#### Exercise goal:
Go through the records and extract every line with the word "flag".

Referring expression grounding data
▶

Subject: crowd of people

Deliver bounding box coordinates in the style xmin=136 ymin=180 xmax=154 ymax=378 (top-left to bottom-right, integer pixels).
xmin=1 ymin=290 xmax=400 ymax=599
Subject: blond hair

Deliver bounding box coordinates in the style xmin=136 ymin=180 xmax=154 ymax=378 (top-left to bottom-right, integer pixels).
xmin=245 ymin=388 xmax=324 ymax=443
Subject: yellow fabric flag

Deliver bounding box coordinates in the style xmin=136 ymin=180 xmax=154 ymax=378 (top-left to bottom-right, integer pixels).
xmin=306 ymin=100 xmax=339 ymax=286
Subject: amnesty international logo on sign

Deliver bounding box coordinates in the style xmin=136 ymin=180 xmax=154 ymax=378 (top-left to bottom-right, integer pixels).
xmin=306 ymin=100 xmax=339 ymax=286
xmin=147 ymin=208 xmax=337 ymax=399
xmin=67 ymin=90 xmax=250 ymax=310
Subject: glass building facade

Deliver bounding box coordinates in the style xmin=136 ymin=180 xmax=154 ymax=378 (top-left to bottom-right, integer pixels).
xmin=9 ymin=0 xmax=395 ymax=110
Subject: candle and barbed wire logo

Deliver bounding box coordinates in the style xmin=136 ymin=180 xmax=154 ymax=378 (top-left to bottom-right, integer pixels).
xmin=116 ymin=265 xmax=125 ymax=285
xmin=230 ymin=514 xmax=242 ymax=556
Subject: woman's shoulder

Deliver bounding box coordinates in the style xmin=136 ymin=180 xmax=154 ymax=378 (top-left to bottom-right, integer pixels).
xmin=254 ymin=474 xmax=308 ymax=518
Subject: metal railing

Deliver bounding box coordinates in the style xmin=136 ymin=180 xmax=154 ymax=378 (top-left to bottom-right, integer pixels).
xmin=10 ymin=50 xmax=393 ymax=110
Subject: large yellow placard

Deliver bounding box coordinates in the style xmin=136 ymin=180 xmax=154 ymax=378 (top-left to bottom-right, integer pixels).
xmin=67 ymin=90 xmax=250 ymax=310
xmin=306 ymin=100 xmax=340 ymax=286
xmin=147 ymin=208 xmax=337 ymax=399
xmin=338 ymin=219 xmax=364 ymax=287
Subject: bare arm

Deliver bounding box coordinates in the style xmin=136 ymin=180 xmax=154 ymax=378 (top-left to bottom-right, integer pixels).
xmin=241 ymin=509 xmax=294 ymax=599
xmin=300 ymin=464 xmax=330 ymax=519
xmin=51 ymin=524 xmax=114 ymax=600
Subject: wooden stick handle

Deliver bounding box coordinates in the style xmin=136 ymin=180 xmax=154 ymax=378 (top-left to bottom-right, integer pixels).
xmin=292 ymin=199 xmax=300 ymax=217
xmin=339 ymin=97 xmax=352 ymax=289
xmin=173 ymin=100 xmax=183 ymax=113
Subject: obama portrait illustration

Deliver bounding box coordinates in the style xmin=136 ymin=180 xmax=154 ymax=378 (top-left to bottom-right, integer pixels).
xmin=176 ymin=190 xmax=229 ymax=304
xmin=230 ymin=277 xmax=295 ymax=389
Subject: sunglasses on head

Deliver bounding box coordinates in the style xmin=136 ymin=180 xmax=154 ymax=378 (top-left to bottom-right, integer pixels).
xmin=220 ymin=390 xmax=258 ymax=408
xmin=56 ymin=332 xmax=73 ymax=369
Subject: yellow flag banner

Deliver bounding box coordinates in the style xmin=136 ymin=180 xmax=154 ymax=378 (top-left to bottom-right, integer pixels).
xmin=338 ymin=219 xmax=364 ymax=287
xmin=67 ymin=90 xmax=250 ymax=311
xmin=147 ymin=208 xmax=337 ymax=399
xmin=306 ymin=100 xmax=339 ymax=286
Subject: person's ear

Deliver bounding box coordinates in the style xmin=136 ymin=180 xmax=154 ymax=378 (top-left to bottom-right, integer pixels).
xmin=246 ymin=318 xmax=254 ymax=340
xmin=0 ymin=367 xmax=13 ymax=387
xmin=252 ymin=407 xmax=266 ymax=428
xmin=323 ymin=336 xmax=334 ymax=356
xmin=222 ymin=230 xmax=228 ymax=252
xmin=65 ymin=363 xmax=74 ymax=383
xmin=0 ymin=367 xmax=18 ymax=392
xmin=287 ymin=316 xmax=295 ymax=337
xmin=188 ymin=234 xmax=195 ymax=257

◀

#### The completed task:
Subject: yellow fabric flag
Subject: yellow flag banner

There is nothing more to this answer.